### Tugas Anda
Tolong lanjutkan tulisan tentang film dan paham liberalisme, mulai setelah kalimat terakhir yang ditampilkan.

Salahkah keyakinan semacam ini? Salahkah jika kita meyakini bahwa seseorang berhak memilih apa yang hendak ia lakukan? Bukankah tiap orang memang berhak memutuskan akan seperti apa ia hendak menjadi? Tentu saja, asal ia menyadari bahwa setiap pilihan memiliki konsekuensinya masing-masing. Tanpa mengingatkan bahwa tiap orang akan ditanya tentang apa yang mereka pilih dan lakukan, sejatinya film ini sedang mengajarkan penontonnya paham kebebasan atau liberalisme (baik disengaja atau tidak).
Secara singkat, liberalisme adalah suatu paham dan pandangan hidup yang didasari keyakinan bahwa manusia seharusnya tidak tunduk pada siapapun kecuali pada kehendaknya sendiri (atau dalam bahasa agama: tunduk pada hawa nafsunya sendiri). Seorang yang percaya bahwa tunduk dan pasrah pada kehendak Zat Yang Maha Welas Asih, Maha Merajai, Maha Adil lagi Bijaksana adalah satu-satunya cara hidup selamat di dunia dan di akhirat tentulah akan menganggap film ini sebagai ancaman terhadap akidahnya.
Wajar sekali jika orang beriman beranggapan bahwa sekali saja diamini, keyakinan (bahwa setiap orang memiliki kebebasan untuk menentukan apa yang terbaik bagi dirinya) itu akan membuka jalan bagi keburukan yang jauh lebih besar. Setan akan mudah sekali berbisik:
- Kita tidak bisa melarang perempuan mengambil jurusan hukum dan menjadi hakim, setiap orang bebas menjadi apa saja.
- Kita tidak bisa menyalahkan orang-orang yang memilih iblis sebagai sesembahan, setiap orang bebas menjadi apa saja.
- Kita tidak bisa menyalahkan orang-orang yang memilih hidup telanjang di jalan-jalan dan bersetubuh seperti binatang, setiap orang bebas menjadi apa saja.

### Cuplikan Data
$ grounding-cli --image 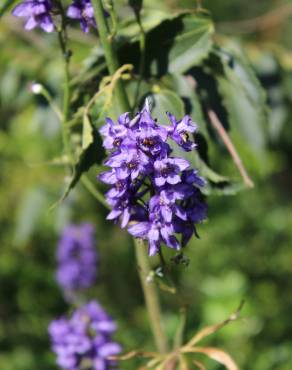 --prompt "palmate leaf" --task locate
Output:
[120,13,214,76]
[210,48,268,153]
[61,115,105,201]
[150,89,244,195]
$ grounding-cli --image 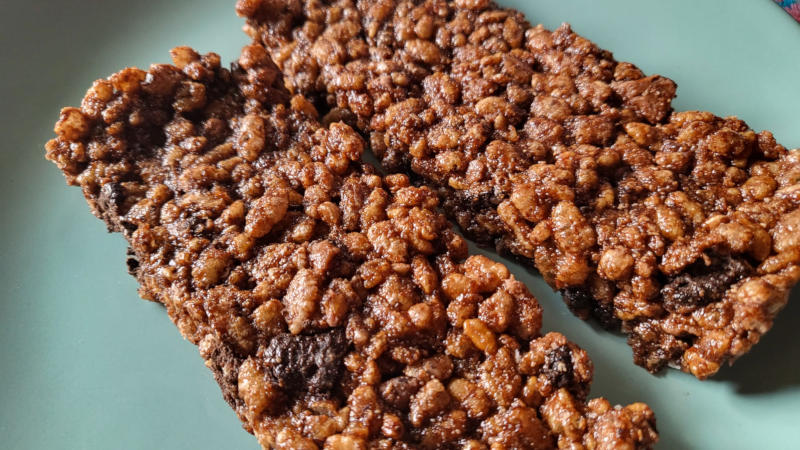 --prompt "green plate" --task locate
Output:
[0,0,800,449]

### Jawaban Latihan
Semua itu merupakan konsekuensi logis yang tak dapat dihindari mereka yang menerima keyakinan bahwa seharusnya anyone can be anything. Bahkan, bagi seorang muslim, keyakinan semacam itu jelas merupakan satu langkah dari langkah-langkah setan untuk menjauhkan manusia dari kalimat laa ilaha illa Allah yang merupakan kesaksian bahwa tiada yang memiliki otoritas untuk menentukan benar salah, baik buruk, patut tak patut, kecuali hanya Allah swt, pencipta, pemilik dan pemelihara seluruh alam.
Tidak cukup sampai di situ. Jika euforia hidup telanjang seperti binatang (yang diyakini evolusionis sebagai nenek moyang manusia) tidak cukup menggiurkan bagi penonton, film ini punya pesan lain yang lebih ringan diterima, ...
TAK PERLU MALU, SEMUA ORANG MELAKUKANNYA
Ketika film ini memberitahu kita bahwa Chief Bogo diam-diam juga menyukai aplikasi erotis memalukan sebagaimana Clawhauser, sebenarnya film ini sedang membujuk kita untuk membuang rasa malu yang menurut mereka tidak perlu. Mereka mengejek Chief Bogo yang berusaha mempertahankan kehormatannya walau di dalam ruangannya ia masih kalah oleh dorongan nafsunya. Mereka berdalih, "kalau semua orang menyukainya, untuk apa malu mengakuinya."
Sebagai bagian dari masyarakat yang membenarkan bahwa "malu adalah sebagian dari iman" saya pribadi tentu tidak dapat menerima dalih mereka. Rasa malu adalah fitrah yang dibawa manusia sejak lahir. Ia tidak datang dari konsensus yang sewaktu-waktu dapat berubah. Karena kemutlakannya itulah, (sebagaimana kita yakini bersama) umat-umat terdahulu dipesankan Nabi mereka, "jika kamu tidak malu, berbuatlah sesukamu."
Jika kita terus membiarkan anak-anak kita menonton film semacam ini, tidak perlu menunggu lama hingga umat ini mengikuti jejak warga Zootopia. Mungkin tidak setiap dari mereka akan meniru jejak macan-macan tegap yang memilih jadi banci dan menari. Tapi besar kemungkinan mereka akan ramai-ramai datang ke konser si seksi Gazelle, bergoyang dan melakukan hal-hal tidak senonoh layaknya binatang.
Dan sebagai bentuk pertahanan dari umat yang dipandang paling radikal, dalam film ini juga ada pesan yang berkata ...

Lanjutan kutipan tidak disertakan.